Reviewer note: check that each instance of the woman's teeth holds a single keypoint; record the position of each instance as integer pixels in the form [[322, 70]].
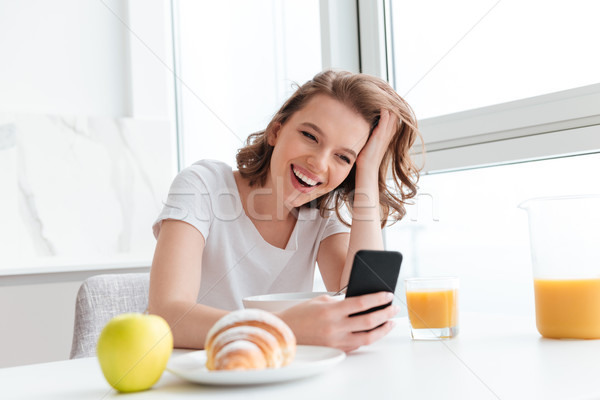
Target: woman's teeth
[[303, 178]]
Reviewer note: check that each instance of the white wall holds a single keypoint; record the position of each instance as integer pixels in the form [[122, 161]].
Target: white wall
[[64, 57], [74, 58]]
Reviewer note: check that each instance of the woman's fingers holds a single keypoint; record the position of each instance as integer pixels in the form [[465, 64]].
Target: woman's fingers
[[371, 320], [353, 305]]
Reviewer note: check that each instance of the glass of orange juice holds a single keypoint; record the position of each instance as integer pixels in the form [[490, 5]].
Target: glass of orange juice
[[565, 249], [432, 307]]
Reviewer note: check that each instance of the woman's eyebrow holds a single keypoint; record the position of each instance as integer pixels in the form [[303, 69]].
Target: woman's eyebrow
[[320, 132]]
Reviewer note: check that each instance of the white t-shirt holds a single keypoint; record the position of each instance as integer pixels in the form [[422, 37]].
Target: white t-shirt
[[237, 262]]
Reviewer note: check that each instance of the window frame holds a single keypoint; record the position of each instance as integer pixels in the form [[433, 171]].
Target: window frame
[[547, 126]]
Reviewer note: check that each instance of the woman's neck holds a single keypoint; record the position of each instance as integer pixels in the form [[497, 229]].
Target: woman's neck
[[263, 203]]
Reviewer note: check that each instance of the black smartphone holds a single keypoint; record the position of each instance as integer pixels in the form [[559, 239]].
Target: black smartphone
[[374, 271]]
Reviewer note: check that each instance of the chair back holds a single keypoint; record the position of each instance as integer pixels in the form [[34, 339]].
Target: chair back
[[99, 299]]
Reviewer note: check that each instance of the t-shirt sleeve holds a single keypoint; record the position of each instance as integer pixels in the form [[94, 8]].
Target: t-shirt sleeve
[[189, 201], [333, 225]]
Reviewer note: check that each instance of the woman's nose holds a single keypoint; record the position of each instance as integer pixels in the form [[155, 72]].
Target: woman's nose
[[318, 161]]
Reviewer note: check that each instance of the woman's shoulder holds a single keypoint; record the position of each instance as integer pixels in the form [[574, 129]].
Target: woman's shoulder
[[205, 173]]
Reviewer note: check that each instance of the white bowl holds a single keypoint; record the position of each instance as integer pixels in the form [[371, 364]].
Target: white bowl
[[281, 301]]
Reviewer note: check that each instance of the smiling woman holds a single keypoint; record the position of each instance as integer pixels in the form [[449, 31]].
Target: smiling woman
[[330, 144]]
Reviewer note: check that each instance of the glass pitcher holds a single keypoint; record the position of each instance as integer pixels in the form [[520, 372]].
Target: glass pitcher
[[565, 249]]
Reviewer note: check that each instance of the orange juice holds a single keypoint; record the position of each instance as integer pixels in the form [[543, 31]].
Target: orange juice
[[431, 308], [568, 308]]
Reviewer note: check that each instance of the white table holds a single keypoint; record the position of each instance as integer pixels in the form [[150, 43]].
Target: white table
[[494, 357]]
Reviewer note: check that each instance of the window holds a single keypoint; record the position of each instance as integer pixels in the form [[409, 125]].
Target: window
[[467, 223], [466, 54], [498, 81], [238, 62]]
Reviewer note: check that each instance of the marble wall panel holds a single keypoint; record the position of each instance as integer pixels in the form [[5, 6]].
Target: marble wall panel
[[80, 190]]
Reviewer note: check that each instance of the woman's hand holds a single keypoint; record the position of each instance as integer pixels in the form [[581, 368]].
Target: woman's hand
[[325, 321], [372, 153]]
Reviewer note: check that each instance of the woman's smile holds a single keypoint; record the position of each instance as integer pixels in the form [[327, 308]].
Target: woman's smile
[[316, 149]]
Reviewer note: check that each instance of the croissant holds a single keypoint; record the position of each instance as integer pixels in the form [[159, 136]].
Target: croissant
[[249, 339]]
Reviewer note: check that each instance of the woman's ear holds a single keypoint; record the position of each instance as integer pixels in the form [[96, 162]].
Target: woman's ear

------------------------

Rewrite all of the items above, substituting "Annotator note" for every occurrence of "Reviewer note" and leaving everything else unchanged. Omit the pictures from your answer.

**Worked solution:**
Annotator note: check that each instance of the woman's teeth holds a single keypoint; record the position of each instance as integer pixels in the form [[322, 70]].
Target: woman's teeth
[[303, 178]]
Annotator note: check that each instance of the white wall holds a single keypoint; record the position of each instance as integer pixels in the form [[122, 161]].
Target: white wall
[[64, 57], [74, 58]]
Annotator note: check that each instance of the woman's fingers holds a single keypoint; record the position of each instance as integer pixels in the form [[465, 64]].
Target: woman's fingers
[[371, 320], [353, 305]]
Annotator note: check that each instance of the glass of orange juice holds a single keypoint; record the position of each instance as integer pixels in the form [[490, 5]].
Target: glass of orange juice
[[565, 249], [432, 307]]
Annotator note: check that each instance of the woman's eyebrow holds a single keypoint; record the position of each instance as integer pixels in the form [[303, 69]].
Target: woman's eyebrow
[[320, 132]]
Annotator note: check that each instance of the white t-shirt holds a single keypoint; record the position of each instance as integer pixels in the form [[422, 37]].
Target: white t-shirt
[[237, 262]]
Annotator note: check that each instance of the window frame holds a single keypoint; record the position of each instance as integer pixels in the form [[433, 171]].
Target: window frame
[[547, 126]]
Annotator note: check that each instance of the woman's neck holds a single keypoint; record the position of each instance as integer pixels in the form [[497, 229]].
Target: woman's neck
[[263, 203]]
Annotator note: check that each instance of the black smartphone holds a single keypoint; record the position of each instance as integer pixels in the form [[559, 239]].
Target: black smartphone
[[374, 271]]
Annotator note: check that each instance of the chair back holds a single keypoint; record the position of each instance as integer pixels in the form [[34, 339]].
Target: chair back
[[99, 299]]
Annotator note: check that each instance of the t-shirt sleeve holds a single keypoint; record the position of each instance as integer pixels in the form [[94, 8]].
Target: t-shirt sleeve
[[189, 201], [333, 225]]
Annotator note: check that each instance of the woman's nose holds a single keypoint; record the position of each instance as integer pixels in the form [[155, 72]].
Target: woman's nose
[[318, 161]]
Annotator note: check that each instance of the woman's shoulder holds a single keypoint; record the position of each instance as integer pixels in the form [[574, 129]].
Target: woman's shoulder
[[205, 173]]
Annotator note: check that each instance of the white bowl holds a single keypoint; record the position of each instance as integer pixels in the form [[371, 364]].
Target: white bowl
[[281, 301]]
Annotator note: check that each instance of the smiling woman holds a single keypoint; record the position of each instance as integer pixels in the form [[449, 31]].
Target: smiling woman
[[330, 144]]
Annotator note: check that each instance of the glass pitcher holds a single keypoint; record the position of each instance as integer pixels in the form [[520, 372]].
Target: glass pitcher
[[565, 249]]
Annotator note: check that each instance of the orange juice holds a single keypoint; record the position of each instance as integer pixels in the form [[543, 31]].
Target: orange juice
[[431, 308], [568, 308]]
Annotator note: check that each instance of the white table holds a single keypoint; record the position of each instance as integer pixels in the form [[150, 43]].
Target: white table
[[494, 357]]
Annotator note: check that each instance of the window holds a single keypoint; record the position of each instance as integer pixels in the form [[409, 125]].
Target: window
[[467, 223], [466, 54], [498, 81], [238, 62]]
Annotator note: check that each instance of the marble wall panel holds a single keypoint; record the position of each instance as integer pixels in the form [[5, 6]].
Target: marble wall panel
[[80, 190]]
Annotator note: check that each instance of the woman's hand holds a single keypoint; record the position of each instance as integer pixels in the form [[581, 368]].
Target: woman's hand
[[325, 321], [372, 153]]
Annotator note: check that each instance of the woman's smile holds a single keypoint; record the position of each instance as integer pixels in the form [[327, 308]].
Target: woman's smile
[[316, 149]]
Annotator note: check that each instance of the croissant holds a single keypoint; record the position of each instance as integer pixels in the form [[159, 136]].
Target: croissant
[[249, 339]]
Annotator note: check that each instance of the woman's ear holds a single keypoint; record the position of each instance as integer pixels in the form [[96, 162]].
Target: woman's ear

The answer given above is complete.